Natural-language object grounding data
☆ ☆ ☆ ☆ ☆
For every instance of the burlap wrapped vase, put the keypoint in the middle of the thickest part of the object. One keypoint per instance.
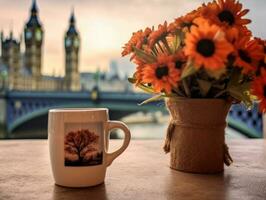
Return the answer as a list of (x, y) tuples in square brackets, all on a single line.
[(196, 135)]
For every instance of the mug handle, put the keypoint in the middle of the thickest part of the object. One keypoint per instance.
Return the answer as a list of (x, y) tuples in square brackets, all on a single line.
[(120, 125)]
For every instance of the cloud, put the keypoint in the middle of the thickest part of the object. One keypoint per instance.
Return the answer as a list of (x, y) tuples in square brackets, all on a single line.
[(104, 25)]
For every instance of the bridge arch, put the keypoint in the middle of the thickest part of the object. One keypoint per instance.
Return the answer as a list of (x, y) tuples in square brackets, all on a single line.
[(116, 111)]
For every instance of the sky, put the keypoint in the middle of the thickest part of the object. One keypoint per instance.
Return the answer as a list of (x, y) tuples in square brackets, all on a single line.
[(104, 25)]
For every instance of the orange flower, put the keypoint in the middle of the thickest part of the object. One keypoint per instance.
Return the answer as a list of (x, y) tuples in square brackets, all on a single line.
☆ ☆ ☆ ☆ ☆
Work order: Write out exactly, and only, each line from the one with "For every instance of the sky, put" down to the last line of the records above.

Response area:
For every instance of the sky, put the keypoint in the middle of the thickest part of the object. One keypoint per instance.
Return the answer as a list of (x, y) tuples in square brackets, all on a single line.
[(104, 25)]
For every instance of the orange flower, put the keypoint in the middle of the thickest part of the object. One keypoint per instance.
Return the answer as a list of (x, y) tuples in square brackets, all on a single line.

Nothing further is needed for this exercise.